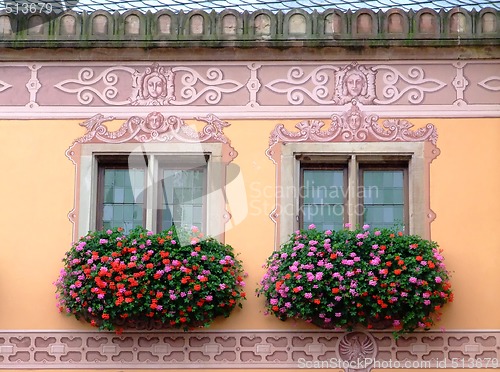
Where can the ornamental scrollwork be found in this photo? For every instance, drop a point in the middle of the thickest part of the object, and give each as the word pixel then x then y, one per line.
pixel 87 86
pixel 297 85
pixel 155 127
pixel 355 82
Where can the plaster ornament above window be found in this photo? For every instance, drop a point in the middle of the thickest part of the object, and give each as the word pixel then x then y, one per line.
pixel 154 87
pixel 153 128
pixel 355 82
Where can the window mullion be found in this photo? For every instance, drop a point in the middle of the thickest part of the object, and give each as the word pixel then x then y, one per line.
pixel 353 199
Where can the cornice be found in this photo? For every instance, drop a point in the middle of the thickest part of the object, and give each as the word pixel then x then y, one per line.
pixel 231 29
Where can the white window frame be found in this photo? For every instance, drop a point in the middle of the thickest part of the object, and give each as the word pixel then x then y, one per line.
pixel 290 178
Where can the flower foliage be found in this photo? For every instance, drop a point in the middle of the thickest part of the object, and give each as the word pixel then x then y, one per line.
pixel 113 280
pixel 339 279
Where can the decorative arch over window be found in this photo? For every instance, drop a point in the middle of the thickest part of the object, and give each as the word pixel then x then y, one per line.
pixel 152 171
pixel 355 154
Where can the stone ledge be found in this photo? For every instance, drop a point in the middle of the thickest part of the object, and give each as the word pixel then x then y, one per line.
pixel 332 27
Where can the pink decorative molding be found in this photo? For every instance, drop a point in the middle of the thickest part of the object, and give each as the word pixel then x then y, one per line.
pixel 354 351
pixel 154 127
pixel 353 125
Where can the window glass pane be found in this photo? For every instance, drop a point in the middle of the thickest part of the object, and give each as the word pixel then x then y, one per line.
pixel 182 197
pixel 123 199
pixel 383 195
pixel 322 202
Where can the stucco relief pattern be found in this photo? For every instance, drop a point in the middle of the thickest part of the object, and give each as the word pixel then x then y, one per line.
pixel 244 349
pixel 231 85
pixel 354 125
pixel 155 127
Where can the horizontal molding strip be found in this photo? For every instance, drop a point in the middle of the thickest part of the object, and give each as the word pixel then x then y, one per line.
pixel 248 349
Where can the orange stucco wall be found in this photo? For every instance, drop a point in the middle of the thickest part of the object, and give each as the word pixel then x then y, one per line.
pixel 37 192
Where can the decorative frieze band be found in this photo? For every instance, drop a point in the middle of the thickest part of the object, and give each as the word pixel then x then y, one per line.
pixel 357 350
pixel 450 87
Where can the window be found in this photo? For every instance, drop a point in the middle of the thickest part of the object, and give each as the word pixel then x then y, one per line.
pixel 330 184
pixel 379 187
pixel 149 187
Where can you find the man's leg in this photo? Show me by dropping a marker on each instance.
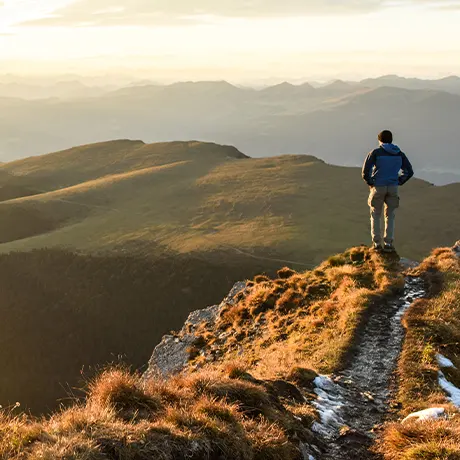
(391, 204)
(376, 201)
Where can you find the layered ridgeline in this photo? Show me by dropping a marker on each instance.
(252, 384)
(191, 196)
(336, 122)
(107, 247)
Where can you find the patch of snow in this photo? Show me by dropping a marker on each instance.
(329, 405)
(444, 362)
(450, 389)
(427, 414)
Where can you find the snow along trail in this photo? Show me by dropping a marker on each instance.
(353, 402)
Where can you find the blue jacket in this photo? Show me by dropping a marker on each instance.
(383, 166)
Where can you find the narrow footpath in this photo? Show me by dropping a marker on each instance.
(359, 397)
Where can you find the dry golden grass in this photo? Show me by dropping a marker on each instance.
(304, 319)
(195, 417)
(232, 409)
(433, 326)
(81, 311)
(105, 196)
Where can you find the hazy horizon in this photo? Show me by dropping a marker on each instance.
(238, 41)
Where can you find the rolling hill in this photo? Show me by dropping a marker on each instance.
(187, 196)
(106, 247)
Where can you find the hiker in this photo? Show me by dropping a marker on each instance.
(384, 170)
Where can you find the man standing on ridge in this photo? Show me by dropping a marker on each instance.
(382, 172)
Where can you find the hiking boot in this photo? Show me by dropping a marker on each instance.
(377, 247)
(389, 248)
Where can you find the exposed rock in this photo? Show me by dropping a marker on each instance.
(428, 414)
(172, 354)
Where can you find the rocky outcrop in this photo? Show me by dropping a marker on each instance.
(171, 356)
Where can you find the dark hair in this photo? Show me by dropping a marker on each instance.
(386, 137)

--- --- ---

Each entry is to be written out again word for word, and any pictures are to be omitted.

Where can the ornamental scrollwork be found in this photo? For every instance, drop a point in the middle of the thickest part of the object, and give each as the word pixel then x then y, one per line.
pixel 87 86
pixel 297 85
pixel 155 127
pixel 355 82
Where can the plaster ornament above window be found in this photo? For every instance, drop a point in the middle of the thickest part of the object, and give each as the word pixel then x then y, one per line.
pixel 154 87
pixel 153 128
pixel 355 82
Where can the window mullion be found in this photo? For every instance, drop a point in the middle of the thickest part of the object, and give each as the word pixel then x then y, one per line.
pixel 353 199
Where can the cornice be found in this photo? For every instance, drop a point in the middle of the thickest part of the object, and give each as the word pixel then x then y, one per line.
pixel 231 29
Where can the white window frame be found in this photo? For every instance, drop a point in the middle of the thickest part of the object, and give each as the word pixel then x then y, one per line.
pixel 290 178
Where can the flower foliage be found in this photo? For every instance, drop a point in the middle of the thickest part of the object, and give each as the word pixel then x then y, one per line.
pixel 113 280
pixel 339 279
Where can the decorative arch over window be found in this photo? For every instance, drop a point in the middle of the thickest part of the object, and give each as the word pixel then x then y, one per line.
pixel 152 171
pixel 355 154
Where can the stone ledge be found in this photo? For every instance, drop a point in the middle of the thickest part of the object, and give each as the word pixel then x then y, one per line.
pixel 332 27
Where can the pink decorative molding be found in this photo? For every instance, drop a point in the middle of the thickest part of the object, and give each as the word pixel then x then y, one per line.
pixel 354 351
pixel 154 127
pixel 353 125
Where can the window glass pane be found in this photo? For every instance, drop a point in the middle of the thickest part of the object, and give each as the word pixel then x then y, one per line.
pixel 182 197
pixel 123 199
pixel 383 195
pixel 322 202
Where can the stucco relief pattern be found in this photo? For every instance, drop a point in the middle of the thickest part of the object, and give each as the word pixel then x then y, one per line.
pixel 244 349
pixel 231 85
pixel 354 125
pixel 155 127
Where can the horizontal molding strip be found in this photo? For every instance, drop a point in the middle of the thickest part of the object, and give each as the word pixel then x then y, one per line.
pixel 248 349
Where can the orange stucco wall be found in this photo? For every instance, drop a point in the middle of the thickest part of the object, and give each as the word pixel then x then y, one per line.
pixel 37 192
Where can the decorative frieze band be found in this photo? For every instance, drop a point in the middle of the thickest part of the object, and give each as the word pixel then x then y, one per line.
pixel 357 350
pixel 450 87
Where can the window be found in this photo? For every instance, drop a point in the middle of the thickest part of the object, and give each as the word pixel then x then y, one per line.
pixel 330 184
pixel 379 187
pixel 149 187
Where can you find the man's leg in this photo? Show me by dropping a marker on each instance.
(391, 204)
(376, 201)
Where can you find the layered ridgeline in this photo? Show me by dropping a marker on each instance.
(252, 384)
(191, 196)
(336, 122)
(107, 247)
Where can you find the patch of snow in this photo? Show me by dropping a marker on each instance.
(329, 405)
(444, 362)
(450, 389)
(427, 414)
Where can you find the snow along trail in this photo? Show me by dropping a marker on each instance.
(353, 402)
Where can you find the blue jacket in this photo? Show me by dropping a marker on each instance.
(383, 166)
Where can you find the narrow footpath in this photo? Show me by dropping a marker on each instance.
(359, 397)
Where can you find the dry golden grass in this photo? Show me by dropping a marker on each instance.
(304, 319)
(195, 417)
(232, 409)
(433, 326)
(81, 311)
(105, 196)
Where can you find the hazy horizon in this photo? Show me by dropping a marker on each instance.
(238, 41)
Where can you find the rolling hill in this photo? Show me by dropping a marker on each instance.
(187, 196)
(106, 247)
Where can you find the hiker in this photo? Show me by dropping a marker on each instance.
(384, 170)
Where can you find the man standing on ridge in this photo? Show me by dropping a marker on each instance.
(382, 172)
Where can you find the hiking boot in this photo? Show me by dropping a marker on each instance.
(377, 247)
(389, 248)
Where can you find the exposed rock in this photo? Show me by dropping a marker on each instance.
(428, 414)
(172, 354)
Where can you find the rocky outcrop in this photo? Show me by dropping a marker on each instance.
(171, 356)
Where can you find the dark hair in this photo? Show me by dropping a marker on each instance.
(386, 137)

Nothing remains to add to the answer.